#### DATA FOR THIS EXERCISE ####

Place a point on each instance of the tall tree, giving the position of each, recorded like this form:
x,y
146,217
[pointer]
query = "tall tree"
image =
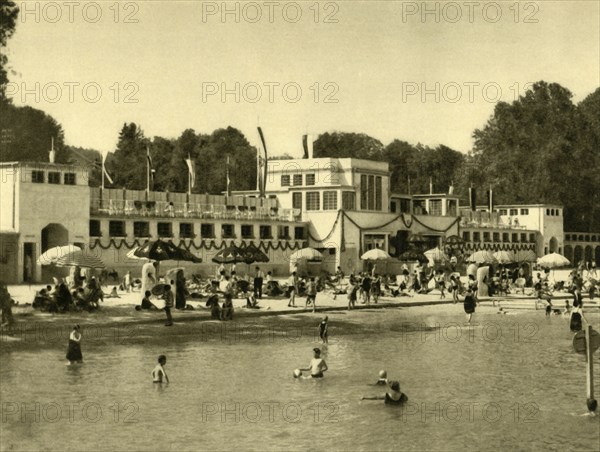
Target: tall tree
x,y
129,160
343,144
9,12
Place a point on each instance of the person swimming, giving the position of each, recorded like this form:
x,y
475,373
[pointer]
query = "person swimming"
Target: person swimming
x,y
317,365
158,373
393,396
382,381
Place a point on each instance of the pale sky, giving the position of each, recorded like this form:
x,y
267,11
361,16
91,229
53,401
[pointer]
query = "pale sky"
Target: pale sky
x,y
375,61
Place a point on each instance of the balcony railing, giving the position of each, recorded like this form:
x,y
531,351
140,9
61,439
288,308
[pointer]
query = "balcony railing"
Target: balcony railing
x,y
164,209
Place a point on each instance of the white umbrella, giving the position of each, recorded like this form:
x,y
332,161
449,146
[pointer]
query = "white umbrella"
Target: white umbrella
x,y
376,254
553,260
80,259
525,256
504,257
53,254
309,254
436,254
482,257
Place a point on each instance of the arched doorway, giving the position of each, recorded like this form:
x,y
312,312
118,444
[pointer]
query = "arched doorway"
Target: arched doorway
x,y
588,253
53,234
569,253
553,245
578,255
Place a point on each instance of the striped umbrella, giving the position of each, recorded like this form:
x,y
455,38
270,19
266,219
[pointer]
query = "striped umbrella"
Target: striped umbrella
x,y
254,254
436,255
504,257
53,254
525,256
80,259
230,255
482,257
375,254
310,254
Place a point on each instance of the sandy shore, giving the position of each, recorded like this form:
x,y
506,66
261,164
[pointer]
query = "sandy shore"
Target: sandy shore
x,y
117,321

####

Among the lines above, find those with the word "Place" and list them.

Place a point on each instance of the tall tree, giving the position of each, recorded like this form:
Place a point on each instance of the person swimming, giving the position of each, recorded like this form:
Place a point on each instance of the pale sky, giving the position of each, recorded like this form:
Place a point on each instance of the balcony railing, giving the position of each, recorded like this form:
Place a point on each instance of the white umbrella, giving the position of each, recorded like this form:
Place a point on each instance of the arched doorway, giving the position of each, recorded like this form:
Place a point on each instance of the striped umbrella, giving the position of each, recorded like this form:
Place a point on each instance of the sandy shore, giving the position of each, recorded like this form:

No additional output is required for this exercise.